# [SOURCE TEXT]

Not all students returning to school this month will be up to date on their vaccinations and a new paper in Gender&Society by Jennifer Reich,a professor of Sociology from the University of Colorado Denver, correlates it to the class privilege of their mothers.

It's no secret that anti-vaccination hotbeds correlate to income and other lifestyle choices. Put a pin in a Whole Foods store in California and you can find a hotbed of anti-vaccine sentiment in the parking lot and surrounding neighborhood. In America, red states have overwhelming vaccine acceptance while blue states are where the problems are occurring.

The national averages barely tell the tale. The National Network for Immunization Information says that 3 children per 1000 in the U.S. have never received any vaccines - that used to be just religious fundamentalists but now it is common on America's wealthy coasts, with one school in California having only about 25 percent of children vaccinated. The number of un-vaccinated children has led to several recent vaccine-preventable outbreaks in the U.S., including measles and whooping cough.

Reich's paper affirms that children from higher income backgrounds and better educations have parents who intentionally choose to refuse or delay vaccinations out of a belief that they are protecting their children. Basically, they think vaccines are risky and want poor kids to provide herd immunity.

There are some poor kids who don't get vaccines, but that is due to lack of access to health care, not an anti-science mentality of poor parents.

# [TASK]
Extend the article on vaccine refusal and class privilege, beginning right after its final sentence about poor children who go unvaccinated.

(Dataset entries)
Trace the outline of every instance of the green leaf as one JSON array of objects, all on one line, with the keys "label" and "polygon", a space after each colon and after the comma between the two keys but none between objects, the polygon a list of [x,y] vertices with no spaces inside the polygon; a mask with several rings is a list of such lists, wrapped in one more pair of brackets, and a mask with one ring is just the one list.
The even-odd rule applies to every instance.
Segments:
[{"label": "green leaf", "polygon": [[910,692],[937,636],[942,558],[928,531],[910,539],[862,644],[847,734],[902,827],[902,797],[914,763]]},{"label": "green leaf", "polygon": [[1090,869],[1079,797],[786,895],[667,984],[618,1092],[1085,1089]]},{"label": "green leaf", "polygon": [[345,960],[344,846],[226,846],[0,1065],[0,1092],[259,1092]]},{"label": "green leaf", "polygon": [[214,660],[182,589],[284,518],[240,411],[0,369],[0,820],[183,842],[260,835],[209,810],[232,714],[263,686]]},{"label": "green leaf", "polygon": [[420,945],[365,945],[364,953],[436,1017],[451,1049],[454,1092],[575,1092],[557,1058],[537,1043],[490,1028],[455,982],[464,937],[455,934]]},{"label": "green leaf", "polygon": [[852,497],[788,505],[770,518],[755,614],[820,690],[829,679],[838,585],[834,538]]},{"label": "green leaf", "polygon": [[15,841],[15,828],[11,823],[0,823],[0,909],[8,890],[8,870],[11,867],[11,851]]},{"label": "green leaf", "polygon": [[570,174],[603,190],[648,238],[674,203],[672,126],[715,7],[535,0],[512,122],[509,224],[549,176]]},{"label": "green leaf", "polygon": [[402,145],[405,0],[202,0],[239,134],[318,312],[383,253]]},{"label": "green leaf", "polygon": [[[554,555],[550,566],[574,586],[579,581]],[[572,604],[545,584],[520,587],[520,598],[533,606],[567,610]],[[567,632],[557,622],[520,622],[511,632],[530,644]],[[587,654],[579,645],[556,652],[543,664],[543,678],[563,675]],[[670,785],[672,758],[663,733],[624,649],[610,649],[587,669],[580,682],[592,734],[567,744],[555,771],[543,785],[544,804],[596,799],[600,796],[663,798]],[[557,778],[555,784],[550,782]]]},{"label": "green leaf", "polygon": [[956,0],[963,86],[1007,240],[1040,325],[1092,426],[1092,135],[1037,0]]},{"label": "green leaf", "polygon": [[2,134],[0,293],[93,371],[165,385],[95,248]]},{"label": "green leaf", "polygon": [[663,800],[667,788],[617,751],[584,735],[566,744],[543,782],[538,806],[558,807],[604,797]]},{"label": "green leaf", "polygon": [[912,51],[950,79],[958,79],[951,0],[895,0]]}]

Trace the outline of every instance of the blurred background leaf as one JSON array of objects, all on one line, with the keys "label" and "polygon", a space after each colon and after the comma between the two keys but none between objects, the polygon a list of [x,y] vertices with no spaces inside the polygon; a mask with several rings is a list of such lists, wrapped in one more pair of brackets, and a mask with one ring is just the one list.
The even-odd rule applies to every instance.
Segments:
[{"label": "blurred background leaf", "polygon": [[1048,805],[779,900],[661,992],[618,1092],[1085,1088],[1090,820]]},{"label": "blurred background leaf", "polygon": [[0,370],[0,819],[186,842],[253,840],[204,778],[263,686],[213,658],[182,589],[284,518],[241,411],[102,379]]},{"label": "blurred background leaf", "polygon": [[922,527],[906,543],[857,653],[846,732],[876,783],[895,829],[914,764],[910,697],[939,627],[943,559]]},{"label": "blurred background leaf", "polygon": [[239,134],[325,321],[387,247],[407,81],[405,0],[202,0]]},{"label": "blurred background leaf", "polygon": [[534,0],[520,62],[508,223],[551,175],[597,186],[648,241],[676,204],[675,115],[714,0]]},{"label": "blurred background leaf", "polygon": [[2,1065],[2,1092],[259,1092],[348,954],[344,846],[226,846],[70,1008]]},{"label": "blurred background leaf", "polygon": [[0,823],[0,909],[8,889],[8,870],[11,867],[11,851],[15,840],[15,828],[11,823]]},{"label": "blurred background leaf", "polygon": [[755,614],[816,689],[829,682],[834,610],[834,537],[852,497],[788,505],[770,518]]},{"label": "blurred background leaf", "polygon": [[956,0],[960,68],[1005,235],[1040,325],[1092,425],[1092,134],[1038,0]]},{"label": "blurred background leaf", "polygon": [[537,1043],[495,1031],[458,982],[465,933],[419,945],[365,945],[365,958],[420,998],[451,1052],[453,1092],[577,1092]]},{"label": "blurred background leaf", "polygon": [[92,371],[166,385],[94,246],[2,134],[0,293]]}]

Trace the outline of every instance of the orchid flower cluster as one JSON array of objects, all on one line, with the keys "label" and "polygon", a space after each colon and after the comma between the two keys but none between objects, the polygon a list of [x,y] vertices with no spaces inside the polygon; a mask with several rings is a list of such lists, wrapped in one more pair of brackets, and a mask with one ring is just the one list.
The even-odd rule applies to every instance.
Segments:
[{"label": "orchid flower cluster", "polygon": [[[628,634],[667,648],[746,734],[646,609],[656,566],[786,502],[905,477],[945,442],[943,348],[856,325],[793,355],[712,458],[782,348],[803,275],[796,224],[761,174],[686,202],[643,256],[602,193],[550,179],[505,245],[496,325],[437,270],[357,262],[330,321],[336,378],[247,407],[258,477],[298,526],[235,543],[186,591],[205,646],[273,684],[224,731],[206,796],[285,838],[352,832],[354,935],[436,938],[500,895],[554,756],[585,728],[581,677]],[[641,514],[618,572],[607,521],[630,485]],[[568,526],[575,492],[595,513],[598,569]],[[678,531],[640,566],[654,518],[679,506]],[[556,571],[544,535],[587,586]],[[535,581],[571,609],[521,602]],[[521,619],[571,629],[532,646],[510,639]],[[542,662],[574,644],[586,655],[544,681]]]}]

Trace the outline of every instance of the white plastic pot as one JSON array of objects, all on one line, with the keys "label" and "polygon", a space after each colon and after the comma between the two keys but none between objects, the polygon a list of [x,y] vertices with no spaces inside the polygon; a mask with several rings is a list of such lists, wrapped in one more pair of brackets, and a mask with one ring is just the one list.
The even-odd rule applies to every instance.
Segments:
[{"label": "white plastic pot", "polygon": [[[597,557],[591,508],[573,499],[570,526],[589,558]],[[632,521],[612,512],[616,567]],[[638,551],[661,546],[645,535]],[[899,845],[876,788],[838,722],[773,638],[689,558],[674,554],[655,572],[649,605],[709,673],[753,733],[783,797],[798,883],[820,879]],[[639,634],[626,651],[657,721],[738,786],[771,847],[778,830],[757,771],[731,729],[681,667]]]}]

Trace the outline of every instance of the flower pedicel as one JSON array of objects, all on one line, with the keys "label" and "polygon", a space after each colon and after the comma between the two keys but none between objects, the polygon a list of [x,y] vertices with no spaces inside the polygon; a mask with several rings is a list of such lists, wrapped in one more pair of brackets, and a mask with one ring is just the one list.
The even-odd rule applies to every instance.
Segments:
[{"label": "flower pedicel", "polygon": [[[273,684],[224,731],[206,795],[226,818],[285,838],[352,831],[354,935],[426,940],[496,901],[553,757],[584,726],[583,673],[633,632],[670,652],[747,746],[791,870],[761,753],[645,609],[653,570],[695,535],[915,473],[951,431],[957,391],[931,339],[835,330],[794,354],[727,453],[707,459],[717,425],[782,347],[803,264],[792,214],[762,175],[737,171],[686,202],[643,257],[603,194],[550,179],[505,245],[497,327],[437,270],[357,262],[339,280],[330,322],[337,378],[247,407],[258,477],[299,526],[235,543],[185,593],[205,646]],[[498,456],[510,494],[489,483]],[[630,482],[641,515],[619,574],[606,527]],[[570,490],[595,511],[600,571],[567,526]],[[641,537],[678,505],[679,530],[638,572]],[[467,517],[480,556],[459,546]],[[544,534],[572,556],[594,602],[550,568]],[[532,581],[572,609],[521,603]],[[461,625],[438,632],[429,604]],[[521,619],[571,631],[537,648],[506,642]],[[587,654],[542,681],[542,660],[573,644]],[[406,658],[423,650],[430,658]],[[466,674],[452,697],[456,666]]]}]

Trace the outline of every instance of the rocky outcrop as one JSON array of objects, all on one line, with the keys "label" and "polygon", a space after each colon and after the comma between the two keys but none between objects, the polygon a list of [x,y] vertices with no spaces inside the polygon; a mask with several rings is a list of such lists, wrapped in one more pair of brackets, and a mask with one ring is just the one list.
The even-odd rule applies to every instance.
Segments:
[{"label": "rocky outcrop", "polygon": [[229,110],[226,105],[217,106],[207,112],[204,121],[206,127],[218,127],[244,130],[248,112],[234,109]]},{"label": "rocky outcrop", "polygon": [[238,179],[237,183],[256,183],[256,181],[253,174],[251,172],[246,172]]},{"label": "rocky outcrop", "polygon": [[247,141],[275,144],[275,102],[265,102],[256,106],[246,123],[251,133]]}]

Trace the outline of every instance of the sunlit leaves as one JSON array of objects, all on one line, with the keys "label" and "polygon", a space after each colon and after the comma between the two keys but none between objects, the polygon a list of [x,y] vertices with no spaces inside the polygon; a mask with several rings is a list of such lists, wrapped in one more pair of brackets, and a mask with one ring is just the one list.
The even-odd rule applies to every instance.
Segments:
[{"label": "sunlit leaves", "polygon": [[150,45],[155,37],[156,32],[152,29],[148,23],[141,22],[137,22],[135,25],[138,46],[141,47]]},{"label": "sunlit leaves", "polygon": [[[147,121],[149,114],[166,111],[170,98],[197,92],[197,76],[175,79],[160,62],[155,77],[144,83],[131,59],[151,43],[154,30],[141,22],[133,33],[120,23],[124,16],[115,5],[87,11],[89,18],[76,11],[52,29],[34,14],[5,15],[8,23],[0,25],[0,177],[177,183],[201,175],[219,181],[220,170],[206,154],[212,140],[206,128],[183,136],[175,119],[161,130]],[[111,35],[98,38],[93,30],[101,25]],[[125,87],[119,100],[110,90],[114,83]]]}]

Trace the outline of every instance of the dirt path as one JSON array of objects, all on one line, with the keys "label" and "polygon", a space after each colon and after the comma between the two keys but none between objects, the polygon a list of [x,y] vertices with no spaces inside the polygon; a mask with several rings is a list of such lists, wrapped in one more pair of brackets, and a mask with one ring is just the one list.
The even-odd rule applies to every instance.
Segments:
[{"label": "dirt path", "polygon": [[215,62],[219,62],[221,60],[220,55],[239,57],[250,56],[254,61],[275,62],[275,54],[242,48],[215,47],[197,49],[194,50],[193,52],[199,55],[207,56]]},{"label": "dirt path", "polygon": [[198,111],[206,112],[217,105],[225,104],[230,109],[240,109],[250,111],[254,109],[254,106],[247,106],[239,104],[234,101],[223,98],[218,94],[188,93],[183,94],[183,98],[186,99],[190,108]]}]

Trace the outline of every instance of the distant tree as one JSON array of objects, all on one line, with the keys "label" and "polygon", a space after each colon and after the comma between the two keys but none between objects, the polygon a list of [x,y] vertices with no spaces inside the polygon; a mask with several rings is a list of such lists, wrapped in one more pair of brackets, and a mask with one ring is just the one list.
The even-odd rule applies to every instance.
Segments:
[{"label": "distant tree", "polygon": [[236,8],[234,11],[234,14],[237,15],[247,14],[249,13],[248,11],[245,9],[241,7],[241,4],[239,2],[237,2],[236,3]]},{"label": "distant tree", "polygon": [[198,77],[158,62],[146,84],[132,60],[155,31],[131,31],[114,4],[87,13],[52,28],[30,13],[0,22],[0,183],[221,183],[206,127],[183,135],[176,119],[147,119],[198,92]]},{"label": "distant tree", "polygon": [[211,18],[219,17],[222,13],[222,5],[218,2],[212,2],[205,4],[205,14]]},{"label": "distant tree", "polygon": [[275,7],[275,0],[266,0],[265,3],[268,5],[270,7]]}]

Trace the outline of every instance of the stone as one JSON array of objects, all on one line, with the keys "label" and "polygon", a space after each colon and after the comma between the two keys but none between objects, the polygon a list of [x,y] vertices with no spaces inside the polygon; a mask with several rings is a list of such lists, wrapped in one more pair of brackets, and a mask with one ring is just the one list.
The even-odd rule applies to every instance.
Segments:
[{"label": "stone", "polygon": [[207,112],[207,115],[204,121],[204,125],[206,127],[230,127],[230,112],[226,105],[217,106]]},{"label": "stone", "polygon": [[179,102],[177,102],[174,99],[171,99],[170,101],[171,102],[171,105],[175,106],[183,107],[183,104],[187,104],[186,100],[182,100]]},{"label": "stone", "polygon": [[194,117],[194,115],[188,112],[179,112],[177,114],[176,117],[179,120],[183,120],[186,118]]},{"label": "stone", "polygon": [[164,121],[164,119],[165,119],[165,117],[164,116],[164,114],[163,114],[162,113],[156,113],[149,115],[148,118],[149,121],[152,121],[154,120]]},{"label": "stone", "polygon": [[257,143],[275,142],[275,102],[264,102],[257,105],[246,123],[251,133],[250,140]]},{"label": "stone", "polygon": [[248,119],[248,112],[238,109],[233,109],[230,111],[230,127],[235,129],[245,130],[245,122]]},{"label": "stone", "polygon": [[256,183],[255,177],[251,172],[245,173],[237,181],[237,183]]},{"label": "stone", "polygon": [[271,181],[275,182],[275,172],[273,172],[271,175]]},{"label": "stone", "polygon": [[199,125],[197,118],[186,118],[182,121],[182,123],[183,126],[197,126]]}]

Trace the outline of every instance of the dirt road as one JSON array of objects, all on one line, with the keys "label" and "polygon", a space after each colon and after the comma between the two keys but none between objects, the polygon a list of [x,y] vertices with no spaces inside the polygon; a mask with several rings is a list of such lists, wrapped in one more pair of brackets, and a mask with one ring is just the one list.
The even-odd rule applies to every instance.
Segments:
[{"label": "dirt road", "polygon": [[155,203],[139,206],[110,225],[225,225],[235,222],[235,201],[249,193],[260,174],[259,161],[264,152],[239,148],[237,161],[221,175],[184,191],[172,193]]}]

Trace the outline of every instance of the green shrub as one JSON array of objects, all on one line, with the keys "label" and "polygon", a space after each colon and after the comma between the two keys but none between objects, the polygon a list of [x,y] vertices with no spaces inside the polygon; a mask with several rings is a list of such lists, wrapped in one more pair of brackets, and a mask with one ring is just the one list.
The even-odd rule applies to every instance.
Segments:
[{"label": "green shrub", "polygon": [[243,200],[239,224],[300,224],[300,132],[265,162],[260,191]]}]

# [ANSWER SPACE]
Reich says that "vaccine-refusers" are mothers who have the resources, education, and time to make decisions regarding vaccinations. These middle and upper class mothers instead rely on other intensive practices they see as rendering vaccines less necessary, such as breastfeeding, nutrition and monitoring social interactions and travel.

"Vaccine-refusers see themselves as experts on their own children and question the relevance of public health claims that vaccines are necessary for all children," said Reich. "They trust that "mother's intuition," alongside their own personal research, is the best way to protect their children from potential harm."

Reich's findings suggest women with more time, education, and resources claim greater freedom to reject public health interventions, which potentially carries consequences for under-vaccinated children from lower income backgrounds who may not have access to care. not to mention people who can't get vaccines because of other medical issues.

"Those who can reject vaccines without health risks are able to do so because they are protected by the large portion of the population who is vaccinated," said Reich. "Upper class parents who choose not to vaccinate their kids understand that they could be putting others at risk, but reiterated that their own children are their primary responsibility and suggest other mothers should advocate for their own children."